## Work to be completed
Copy every one of the records below word for word, keeping each line unchanged.

## Data provided

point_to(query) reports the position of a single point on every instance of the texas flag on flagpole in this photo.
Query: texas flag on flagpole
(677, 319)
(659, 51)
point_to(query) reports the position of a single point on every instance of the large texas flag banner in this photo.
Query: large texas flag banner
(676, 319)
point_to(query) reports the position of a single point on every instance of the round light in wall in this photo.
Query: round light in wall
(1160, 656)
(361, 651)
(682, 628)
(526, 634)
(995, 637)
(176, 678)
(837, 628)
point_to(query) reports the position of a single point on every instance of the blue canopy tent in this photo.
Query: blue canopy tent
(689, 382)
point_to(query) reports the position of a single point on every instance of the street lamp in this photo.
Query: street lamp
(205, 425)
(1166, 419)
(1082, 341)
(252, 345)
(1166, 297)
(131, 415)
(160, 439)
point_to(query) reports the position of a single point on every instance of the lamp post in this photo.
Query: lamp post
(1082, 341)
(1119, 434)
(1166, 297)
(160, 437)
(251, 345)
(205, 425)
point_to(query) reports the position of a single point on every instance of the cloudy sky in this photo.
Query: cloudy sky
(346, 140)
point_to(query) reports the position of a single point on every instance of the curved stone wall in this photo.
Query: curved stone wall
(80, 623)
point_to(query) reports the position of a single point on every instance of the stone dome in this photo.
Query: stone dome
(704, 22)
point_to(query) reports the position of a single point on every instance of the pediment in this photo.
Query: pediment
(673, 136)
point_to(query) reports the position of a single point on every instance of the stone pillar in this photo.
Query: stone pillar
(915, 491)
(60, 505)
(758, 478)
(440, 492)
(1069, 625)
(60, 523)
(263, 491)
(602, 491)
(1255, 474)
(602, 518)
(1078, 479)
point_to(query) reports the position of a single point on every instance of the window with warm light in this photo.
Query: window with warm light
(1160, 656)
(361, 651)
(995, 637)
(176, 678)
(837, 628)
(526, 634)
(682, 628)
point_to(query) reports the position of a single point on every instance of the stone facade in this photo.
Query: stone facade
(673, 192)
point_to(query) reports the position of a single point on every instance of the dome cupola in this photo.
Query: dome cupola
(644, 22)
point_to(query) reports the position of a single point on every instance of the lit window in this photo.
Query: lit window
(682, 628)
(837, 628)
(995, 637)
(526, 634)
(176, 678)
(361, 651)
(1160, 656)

## Written answer
point_to(query) reports the position of a single point on every instance of the texas flag on flagpole in this photo.
Query: texas flag on flagpole
(677, 319)
(659, 51)
point_to(query) reports the position of a single point on every instance of the large texas flag banner in this photo.
Query: large texas flag banner
(676, 319)
point_to(query) reports the position of a single point on every instance of the round light in wall in this photo.
Query: round light in wall
(1160, 656)
(361, 651)
(682, 628)
(526, 634)
(995, 637)
(176, 678)
(837, 628)
point_to(query) reports the position of a single point on every instance of the blue canopy tent in this photo.
Query: blue canopy tent
(689, 382)
point_to(query) reports the position of a single point on every instance of the street lamp in this photo.
Query: street lamp
(205, 425)
(1166, 419)
(1082, 341)
(252, 345)
(1166, 297)
(131, 415)
(160, 439)
point_to(query) reports the position of a single point on every instance of the lamp post in this photo.
Query: lamp post
(1082, 341)
(1119, 434)
(1166, 297)
(160, 437)
(251, 345)
(205, 425)
point_to(query) reports the position of a single point on every instance of the cloudy sky in this photo.
Query: cloudy sky
(346, 140)
point_to(query) reports the position of a single point on every instance of the curved stone wall in this photo.
Query: curved stone wall
(80, 623)
point_to(query) reports the position of a single point on every instance of the stone dome in this photo.
Query: stone dome
(704, 22)
point_to(query) reports the position of a single point on every instance of the pediment in this photo.
Query: pediment
(673, 136)
point_to(query) reports the position of a single point on every instance of the stone pillar in this photo.
Query: stone pillar
(915, 491)
(60, 505)
(758, 478)
(440, 492)
(1069, 625)
(60, 523)
(263, 491)
(602, 491)
(1255, 474)
(602, 518)
(1078, 479)
point_to(query) reports the position of a single point on every instance of the window with warm light in this photo.
Query: window with warm light
(1160, 656)
(361, 651)
(995, 637)
(176, 678)
(837, 628)
(526, 634)
(682, 628)
point_to(query) reports the position of a single point on every instance of the stone facade in this photo.
Query: stone facade
(673, 192)
point_to(query) reports the position of a single point on every instance of the dome cupola in this photo.
Query: dome cupola
(644, 22)
point_to(query) reports the position of a single point on every instance of the lit window in this photo.
Query: lit window
(682, 628)
(837, 628)
(995, 637)
(526, 634)
(176, 678)
(361, 651)
(1160, 656)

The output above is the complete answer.